What is being asked -
Render each line of the records below as a numbered list, omitting any blank lines.

[Labeled-object pointing entries]
-- START --

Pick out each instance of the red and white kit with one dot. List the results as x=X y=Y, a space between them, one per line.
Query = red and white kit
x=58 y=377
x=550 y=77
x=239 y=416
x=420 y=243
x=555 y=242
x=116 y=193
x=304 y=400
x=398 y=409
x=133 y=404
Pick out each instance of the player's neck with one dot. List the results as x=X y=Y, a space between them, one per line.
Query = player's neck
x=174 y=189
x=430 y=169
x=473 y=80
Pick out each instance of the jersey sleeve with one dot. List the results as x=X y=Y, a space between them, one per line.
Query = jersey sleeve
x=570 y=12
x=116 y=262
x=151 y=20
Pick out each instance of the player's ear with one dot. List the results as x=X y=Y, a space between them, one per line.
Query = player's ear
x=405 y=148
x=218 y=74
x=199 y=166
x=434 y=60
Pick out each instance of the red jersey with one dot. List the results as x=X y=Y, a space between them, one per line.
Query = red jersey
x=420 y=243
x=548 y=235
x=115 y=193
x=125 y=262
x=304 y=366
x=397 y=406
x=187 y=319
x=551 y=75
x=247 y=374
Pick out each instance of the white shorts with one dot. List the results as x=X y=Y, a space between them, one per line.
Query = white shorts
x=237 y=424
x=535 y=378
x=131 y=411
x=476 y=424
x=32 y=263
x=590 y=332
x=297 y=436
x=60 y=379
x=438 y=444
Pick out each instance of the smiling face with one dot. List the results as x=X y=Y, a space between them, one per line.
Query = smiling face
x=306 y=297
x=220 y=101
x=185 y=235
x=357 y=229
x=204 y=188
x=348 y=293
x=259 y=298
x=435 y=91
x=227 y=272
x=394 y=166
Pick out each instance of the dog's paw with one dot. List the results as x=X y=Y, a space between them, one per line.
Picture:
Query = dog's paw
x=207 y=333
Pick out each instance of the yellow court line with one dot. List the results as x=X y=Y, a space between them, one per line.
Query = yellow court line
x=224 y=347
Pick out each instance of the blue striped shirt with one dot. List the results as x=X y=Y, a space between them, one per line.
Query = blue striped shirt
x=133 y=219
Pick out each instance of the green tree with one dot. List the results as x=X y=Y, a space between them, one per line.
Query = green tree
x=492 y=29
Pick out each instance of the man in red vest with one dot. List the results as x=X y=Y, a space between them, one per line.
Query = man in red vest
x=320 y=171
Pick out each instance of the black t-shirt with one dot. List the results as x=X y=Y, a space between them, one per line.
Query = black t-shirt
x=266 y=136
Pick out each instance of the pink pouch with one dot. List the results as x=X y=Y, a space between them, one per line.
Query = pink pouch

-- END --

Solution for this task -
1. Pick out each instance of the red and white kit with one dot. List the results as x=X y=Y, a space between them, one per line.
2. Query = red and white kit
3. x=58 y=377
4. x=550 y=77
5. x=239 y=416
6. x=420 y=243
7. x=555 y=242
8. x=116 y=193
9. x=304 y=400
10. x=398 y=409
11. x=133 y=404
12. Pick out each instance of the player's neck with one dot. List the results as x=X y=Y, a space between them, one per line.
13. Query = player's neck
14. x=174 y=189
15. x=430 y=169
16. x=473 y=80
17. Pick out each instance of the jersey sleeve with one dot. List the results as x=X y=Y, a space between them, one per line.
18. Query = jersey sleeve
19. x=570 y=12
20. x=116 y=262
21. x=151 y=20
22. Pick out each instance of the player's ear with one dot. List the results as x=X y=Y, a space between them, one per line.
23. Query = player's ear
24. x=405 y=148
25. x=218 y=74
26. x=199 y=166
27. x=434 y=60
28. Pick out each instance of the red jersey with one dot. List the results as x=X y=Y, a space between them, one per line.
29. Query = red jersey
30. x=420 y=243
31. x=548 y=235
32. x=115 y=193
33. x=125 y=262
34. x=304 y=366
35. x=397 y=406
36. x=187 y=319
37. x=551 y=75
38. x=247 y=374
39. Pick out each instance of the white shorts with one dot. List the results as x=X y=Y, a space between them, one per line.
40. Query = white shorts
41. x=237 y=424
42. x=535 y=378
43. x=131 y=411
44. x=476 y=424
45. x=32 y=263
46. x=590 y=332
47. x=297 y=436
48. x=60 y=379
49. x=438 y=444
50. Pick out each instance of the smiling face with one dot. List the results as x=X y=Y, a space between them, one per line.
51. Query = smiling face
52. x=306 y=297
53. x=220 y=101
54. x=185 y=235
55. x=357 y=229
56. x=204 y=188
57. x=348 y=293
58. x=259 y=298
59. x=435 y=91
60. x=227 y=272
61. x=394 y=166
62. Pick out each instance of the dog's paw with one dot. List the results as x=X y=Y, a space between them, one per line.
63. Picture:
64. Query = dog's paw
65. x=207 y=333
66. Pick out each instance of the yellow court line with one dot. List the results as x=X y=Y, a space between them, one per line.
67. Query = yellow court line
68. x=224 y=347
69. Pick out each instance of the blue striped shirt with one dot. List the results as x=X y=Y, a space between them, one per line.
70. Query = blue striped shirt
71. x=133 y=219
72. Pick out each instance of the green tree with one dot. List the results as x=X y=Y, a space between them, one per line.
73. Query = green tree
74. x=492 y=29
75. Pick out each instance of the man in red vest with one dot. List the results as x=X y=Y, a space between them, one per line.
76. Query = man in red vest
77. x=320 y=171
78. Pick out each instance of the black t-shirt with one dot. List the results as x=X y=Y, a space between them, one per line.
79. Query = black t-shirt
80. x=266 y=136
81. Pick out each instance of the pink pouch with one dot. List the results as x=X y=Y, a space between them, one per line.
82. Query = pink pouch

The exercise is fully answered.